RECORDS FOR THIS EXERCISE:
· · · · · · ·

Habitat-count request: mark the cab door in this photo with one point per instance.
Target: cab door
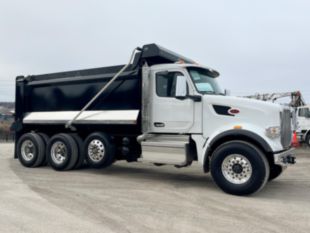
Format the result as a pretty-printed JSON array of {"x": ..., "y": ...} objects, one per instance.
[{"x": 168, "y": 113}]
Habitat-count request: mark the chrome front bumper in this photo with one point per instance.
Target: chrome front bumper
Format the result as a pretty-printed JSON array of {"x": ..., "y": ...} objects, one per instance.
[{"x": 284, "y": 158}]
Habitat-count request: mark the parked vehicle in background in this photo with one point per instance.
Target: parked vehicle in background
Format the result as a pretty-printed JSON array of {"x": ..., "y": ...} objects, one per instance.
[
  {"x": 300, "y": 111},
  {"x": 160, "y": 108},
  {"x": 303, "y": 123}
]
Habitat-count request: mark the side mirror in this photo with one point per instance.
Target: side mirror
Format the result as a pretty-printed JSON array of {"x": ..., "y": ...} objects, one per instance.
[
  {"x": 181, "y": 87},
  {"x": 227, "y": 92}
]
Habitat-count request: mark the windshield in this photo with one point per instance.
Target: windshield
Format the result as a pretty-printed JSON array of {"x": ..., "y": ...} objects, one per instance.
[{"x": 204, "y": 83}]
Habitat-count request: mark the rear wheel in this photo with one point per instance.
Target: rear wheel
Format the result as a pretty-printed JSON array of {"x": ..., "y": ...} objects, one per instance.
[
  {"x": 100, "y": 150},
  {"x": 62, "y": 152},
  {"x": 31, "y": 150},
  {"x": 239, "y": 168}
]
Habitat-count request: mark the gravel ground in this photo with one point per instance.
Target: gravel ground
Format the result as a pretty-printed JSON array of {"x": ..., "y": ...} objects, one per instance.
[{"x": 143, "y": 198}]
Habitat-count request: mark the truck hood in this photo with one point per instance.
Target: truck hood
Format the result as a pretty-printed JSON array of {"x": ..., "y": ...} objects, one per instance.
[{"x": 251, "y": 112}]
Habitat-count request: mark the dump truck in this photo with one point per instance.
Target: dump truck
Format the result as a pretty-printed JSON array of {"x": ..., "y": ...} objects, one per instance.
[{"x": 160, "y": 108}]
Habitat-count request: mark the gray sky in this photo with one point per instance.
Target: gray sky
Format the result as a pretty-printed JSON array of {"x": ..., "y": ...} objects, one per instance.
[{"x": 257, "y": 46}]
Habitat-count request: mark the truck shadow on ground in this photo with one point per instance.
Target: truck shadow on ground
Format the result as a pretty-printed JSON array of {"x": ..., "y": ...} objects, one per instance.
[{"x": 167, "y": 177}]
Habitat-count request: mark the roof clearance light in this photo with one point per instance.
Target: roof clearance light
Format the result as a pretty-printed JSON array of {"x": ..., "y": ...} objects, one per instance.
[{"x": 180, "y": 61}]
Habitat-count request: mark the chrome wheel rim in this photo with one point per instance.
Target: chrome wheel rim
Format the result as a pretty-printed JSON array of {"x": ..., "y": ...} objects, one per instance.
[
  {"x": 59, "y": 152},
  {"x": 28, "y": 150},
  {"x": 237, "y": 169},
  {"x": 96, "y": 150}
]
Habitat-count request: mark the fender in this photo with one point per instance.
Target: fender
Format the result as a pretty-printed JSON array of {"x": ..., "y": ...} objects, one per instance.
[
  {"x": 304, "y": 136},
  {"x": 235, "y": 134}
]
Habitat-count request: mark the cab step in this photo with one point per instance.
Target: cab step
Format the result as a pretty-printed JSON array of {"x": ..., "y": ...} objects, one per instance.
[{"x": 166, "y": 149}]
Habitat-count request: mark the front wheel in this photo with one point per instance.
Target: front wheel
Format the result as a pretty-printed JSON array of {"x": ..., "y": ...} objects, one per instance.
[{"x": 239, "y": 168}]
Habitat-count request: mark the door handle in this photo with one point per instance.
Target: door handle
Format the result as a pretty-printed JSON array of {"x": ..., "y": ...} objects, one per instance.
[{"x": 159, "y": 124}]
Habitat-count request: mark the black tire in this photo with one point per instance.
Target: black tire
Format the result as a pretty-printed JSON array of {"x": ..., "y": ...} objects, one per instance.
[
  {"x": 275, "y": 171},
  {"x": 67, "y": 155},
  {"x": 239, "y": 168},
  {"x": 308, "y": 139},
  {"x": 81, "y": 159},
  {"x": 106, "y": 154},
  {"x": 31, "y": 150},
  {"x": 45, "y": 138}
]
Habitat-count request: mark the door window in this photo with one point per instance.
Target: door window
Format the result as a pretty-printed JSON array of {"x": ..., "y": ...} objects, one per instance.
[
  {"x": 304, "y": 112},
  {"x": 166, "y": 83}
]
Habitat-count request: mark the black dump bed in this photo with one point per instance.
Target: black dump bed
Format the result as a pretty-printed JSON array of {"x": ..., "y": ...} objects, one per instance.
[{"x": 72, "y": 90}]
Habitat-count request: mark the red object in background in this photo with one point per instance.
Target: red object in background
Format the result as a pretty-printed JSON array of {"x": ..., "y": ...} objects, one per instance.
[{"x": 295, "y": 142}]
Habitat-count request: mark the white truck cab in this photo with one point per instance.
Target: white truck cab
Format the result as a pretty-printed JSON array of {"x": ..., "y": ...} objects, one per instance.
[
  {"x": 303, "y": 123},
  {"x": 185, "y": 100}
]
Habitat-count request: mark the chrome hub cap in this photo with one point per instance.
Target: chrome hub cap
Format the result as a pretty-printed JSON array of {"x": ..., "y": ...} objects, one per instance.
[
  {"x": 237, "y": 169},
  {"x": 96, "y": 150},
  {"x": 28, "y": 150},
  {"x": 59, "y": 152}
]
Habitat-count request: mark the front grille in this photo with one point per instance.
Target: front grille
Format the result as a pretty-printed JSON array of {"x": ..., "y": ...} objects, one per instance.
[{"x": 286, "y": 128}]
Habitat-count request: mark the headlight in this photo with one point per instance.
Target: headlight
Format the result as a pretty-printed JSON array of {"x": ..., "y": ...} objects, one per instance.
[{"x": 273, "y": 132}]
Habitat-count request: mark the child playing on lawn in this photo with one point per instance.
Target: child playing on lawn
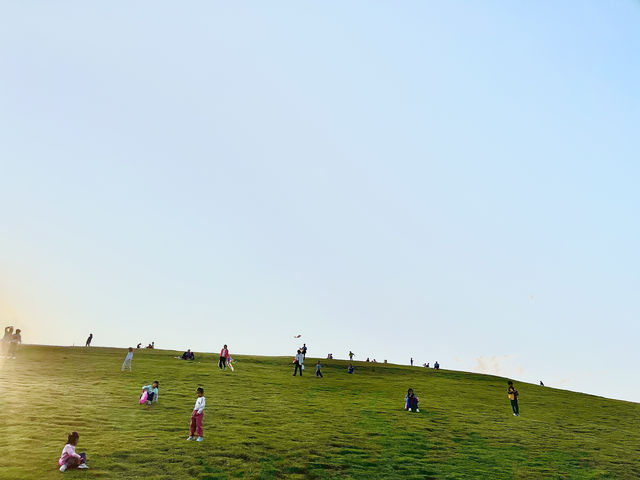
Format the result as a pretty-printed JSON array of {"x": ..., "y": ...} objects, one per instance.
[
  {"x": 197, "y": 416},
  {"x": 411, "y": 401},
  {"x": 127, "y": 360},
  {"x": 69, "y": 458},
  {"x": 152, "y": 392}
]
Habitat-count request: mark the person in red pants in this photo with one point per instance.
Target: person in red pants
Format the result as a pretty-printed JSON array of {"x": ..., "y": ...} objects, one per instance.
[{"x": 197, "y": 416}]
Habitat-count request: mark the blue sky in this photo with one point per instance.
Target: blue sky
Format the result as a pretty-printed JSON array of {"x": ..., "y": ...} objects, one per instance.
[{"x": 452, "y": 181}]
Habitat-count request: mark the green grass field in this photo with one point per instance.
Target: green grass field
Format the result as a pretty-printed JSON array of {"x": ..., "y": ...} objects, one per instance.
[{"x": 260, "y": 422}]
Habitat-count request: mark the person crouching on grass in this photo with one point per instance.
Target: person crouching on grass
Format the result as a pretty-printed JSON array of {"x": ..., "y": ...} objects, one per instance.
[
  {"x": 152, "y": 392},
  {"x": 411, "y": 401},
  {"x": 197, "y": 416},
  {"x": 69, "y": 458}
]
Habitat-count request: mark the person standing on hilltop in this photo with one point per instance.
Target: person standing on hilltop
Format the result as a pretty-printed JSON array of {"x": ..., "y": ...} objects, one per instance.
[
  {"x": 224, "y": 354},
  {"x": 16, "y": 338},
  {"x": 513, "y": 398},
  {"x": 298, "y": 363}
]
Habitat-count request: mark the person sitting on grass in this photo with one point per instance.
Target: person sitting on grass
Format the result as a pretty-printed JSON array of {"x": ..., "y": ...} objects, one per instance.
[
  {"x": 152, "y": 392},
  {"x": 69, "y": 458},
  {"x": 411, "y": 401}
]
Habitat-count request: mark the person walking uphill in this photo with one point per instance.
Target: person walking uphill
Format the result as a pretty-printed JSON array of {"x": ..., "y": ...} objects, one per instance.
[
  {"x": 197, "y": 416},
  {"x": 298, "y": 363},
  {"x": 224, "y": 354},
  {"x": 513, "y": 398}
]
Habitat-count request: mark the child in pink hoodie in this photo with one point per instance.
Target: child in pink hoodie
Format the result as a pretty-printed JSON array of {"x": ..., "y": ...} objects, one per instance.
[{"x": 69, "y": 458}]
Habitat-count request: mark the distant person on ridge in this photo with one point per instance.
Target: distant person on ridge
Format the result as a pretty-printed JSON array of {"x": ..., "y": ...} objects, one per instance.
[
  {"x": 411, "y": 401},
  {"x": 513, "y": 398},
  {"x": 127, "y": 360},
  {"x": 16, "y": 339},
  {"x": 224, "y": 354},
  {"x": 6, "y": 340},
  {"x": 298, "y": 363}
]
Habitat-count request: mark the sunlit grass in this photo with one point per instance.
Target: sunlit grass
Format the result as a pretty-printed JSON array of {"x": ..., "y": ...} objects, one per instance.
[{"x": 261, "y": 422}]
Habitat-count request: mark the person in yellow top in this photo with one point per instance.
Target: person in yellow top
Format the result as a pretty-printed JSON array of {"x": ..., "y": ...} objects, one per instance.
[{"x": 513, "y": 397}]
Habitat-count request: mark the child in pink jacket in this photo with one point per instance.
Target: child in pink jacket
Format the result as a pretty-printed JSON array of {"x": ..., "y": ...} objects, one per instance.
[{"x": 69, "y": 458}]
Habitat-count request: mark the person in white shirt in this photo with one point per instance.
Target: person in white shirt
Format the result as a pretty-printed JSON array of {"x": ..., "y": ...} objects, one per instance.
[
  {"x": 127, "y": 360},
  {"x": 197, "y": 416}
]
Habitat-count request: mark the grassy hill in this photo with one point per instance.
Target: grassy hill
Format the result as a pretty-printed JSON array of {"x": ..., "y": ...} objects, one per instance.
[{"x": 260, "y": 422}]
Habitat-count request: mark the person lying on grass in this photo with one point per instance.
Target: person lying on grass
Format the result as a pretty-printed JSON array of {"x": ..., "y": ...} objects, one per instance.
[
  {"x": 152, "y": 392},
  {"x": 411, "y": 401},
  {"x": 69, "y": 458}
]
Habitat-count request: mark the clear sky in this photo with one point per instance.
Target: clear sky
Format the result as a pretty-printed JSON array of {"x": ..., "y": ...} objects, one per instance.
[{"x": 452, "y": 181}]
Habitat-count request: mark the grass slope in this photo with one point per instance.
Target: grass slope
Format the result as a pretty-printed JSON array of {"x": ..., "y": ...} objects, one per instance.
[{"x": 260, "y": 422}]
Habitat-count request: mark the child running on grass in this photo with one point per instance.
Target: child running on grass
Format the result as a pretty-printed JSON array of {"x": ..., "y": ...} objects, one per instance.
[
  {"x": 69, "y": 458},
  {"x": 127, "y": 360},
  {"x": 197, "y": 416},
  {"x": 411, "y": 401},
  {"x": 152, "y": 392}
]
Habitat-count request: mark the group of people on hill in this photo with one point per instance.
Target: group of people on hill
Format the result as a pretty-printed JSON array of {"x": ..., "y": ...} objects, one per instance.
[{"x": 10, "y": 341}]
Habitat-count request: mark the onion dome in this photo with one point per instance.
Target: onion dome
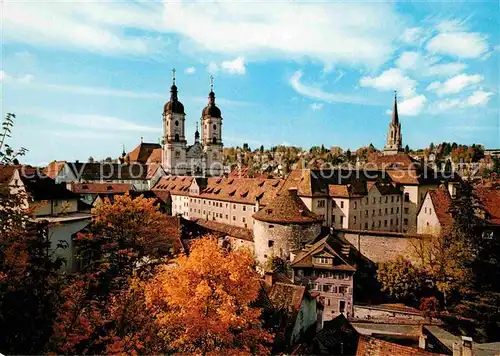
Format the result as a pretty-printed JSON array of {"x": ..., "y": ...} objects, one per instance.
[
  {"x": 211, "y": 109},
  {"x": 173, "y": 105}
]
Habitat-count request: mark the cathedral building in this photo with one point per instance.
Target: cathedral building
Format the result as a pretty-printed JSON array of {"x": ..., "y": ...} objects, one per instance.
[
  {"x": 202, "y": 158},
  {"x": 394, "y": 140}
]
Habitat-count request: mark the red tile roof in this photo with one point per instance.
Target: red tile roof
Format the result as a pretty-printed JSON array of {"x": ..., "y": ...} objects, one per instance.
[
  {"x": 489, "y": 195},
  {"x": 244, "y": 172},
  {"x": 6, "y": 173},
  {"x": 53, "y": 169},
  {"x": 236, "y": 190},
  {"x": 286, "y": 296},
  {"x": 230, "y": 230},
  {"x": 400, "y": 160},
  {"x": 441, "y": 201},
  {"x": 155, "y": 156},
  {"x": 370, "y": 346},
  {"x": 288, "y": 207},
  {"x": 176, "y": 185},
  {"x": 142, "y": 152}
]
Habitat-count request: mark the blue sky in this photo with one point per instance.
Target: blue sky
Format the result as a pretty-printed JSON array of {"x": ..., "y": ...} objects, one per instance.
[{"x": 86, "y": 78}]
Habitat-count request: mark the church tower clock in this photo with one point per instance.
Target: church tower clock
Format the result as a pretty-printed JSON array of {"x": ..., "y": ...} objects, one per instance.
[
  {"x": 174, "y": 139},
  {"x": 211, "y": 132}
]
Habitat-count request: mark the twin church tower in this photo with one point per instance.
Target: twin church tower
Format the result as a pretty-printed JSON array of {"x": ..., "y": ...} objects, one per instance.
[{"x": 203, "y": 158}]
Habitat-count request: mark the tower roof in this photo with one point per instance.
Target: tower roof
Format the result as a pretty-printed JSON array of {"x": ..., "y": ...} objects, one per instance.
[
  {"x": 287, "y": 207},
  {"x": 211, "y": 109},
  {"x": 395, "y": 117},
  {"x": 173, "y": 105}
]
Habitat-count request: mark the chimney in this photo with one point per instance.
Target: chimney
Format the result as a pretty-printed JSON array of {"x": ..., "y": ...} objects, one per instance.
[
  {"x": 422, "y": 341},
  {"x": 268, "y": 277},
  {"x": 463, "y": 349}
]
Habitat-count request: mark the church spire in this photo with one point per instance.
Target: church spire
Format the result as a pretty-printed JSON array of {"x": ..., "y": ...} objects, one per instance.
[
  {"x": 211, "y": 95},
  {"x": 173, "y": 88},
  {"x": 196, "y": 134},
  {"x": 395, "y": 117}
]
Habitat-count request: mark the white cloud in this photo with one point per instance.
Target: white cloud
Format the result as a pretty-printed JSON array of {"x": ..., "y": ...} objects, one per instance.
[
  {"x": 236, "y": 66},
  {"x": 414, "y": 36},
  {"x": 22, "y": 79},
  {"x": 391, "y": 79},
  {"x": 427, "y": 66},
  {"x": 455, "y": 84},
  {"x": 479, "y": 98},
  {"x": 316, "y": 106},
  {"x": 459, "y": 44},
  {"x": 317, "y": 93},
  {"x": 212, "y": 67},
  {"x": 411, "y": 107},
  {"x": 357, "y": 34},
  {"x": 451, "y": 26}
]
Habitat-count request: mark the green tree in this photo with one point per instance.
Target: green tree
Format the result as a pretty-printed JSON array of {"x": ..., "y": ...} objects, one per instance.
[{"x": 401, "y": 280}]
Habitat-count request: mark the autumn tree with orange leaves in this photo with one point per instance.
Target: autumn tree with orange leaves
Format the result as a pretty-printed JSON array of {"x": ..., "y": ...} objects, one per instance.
[
  {"x": 202, "y": 303},
  {"x": 103, "y": 309}
]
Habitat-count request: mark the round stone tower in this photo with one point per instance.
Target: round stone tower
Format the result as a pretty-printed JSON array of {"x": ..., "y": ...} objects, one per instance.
[{"x": 286, "y": 224}]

· · · · · · ·

WORK TO DO:
The answer consists only of the lines from the one containing "Habitat-count request: mark the autumn" to the end of the records, each written out exactly.

ANSWER BELOW:
Habitat-count request: mark the autumn tree with orange leaves in this photo with one point per instance.
Target: autumn tree with orange leaves
Format the result as a pretty-printed JSON array of {"x": ..., "y": ...} objects, one per instance.
[
  {"x": 202, "y": 303},
  {"x": 103, "y": 309}
]
Habitat-count request: mark the round stone tower in this photo with one point per instance.
Target: round stone tower
Format the result as a pretty-printed JSON array of {"x": ..., "y": ...} objects, one per instance.
[{"x": 286, "y": 224}]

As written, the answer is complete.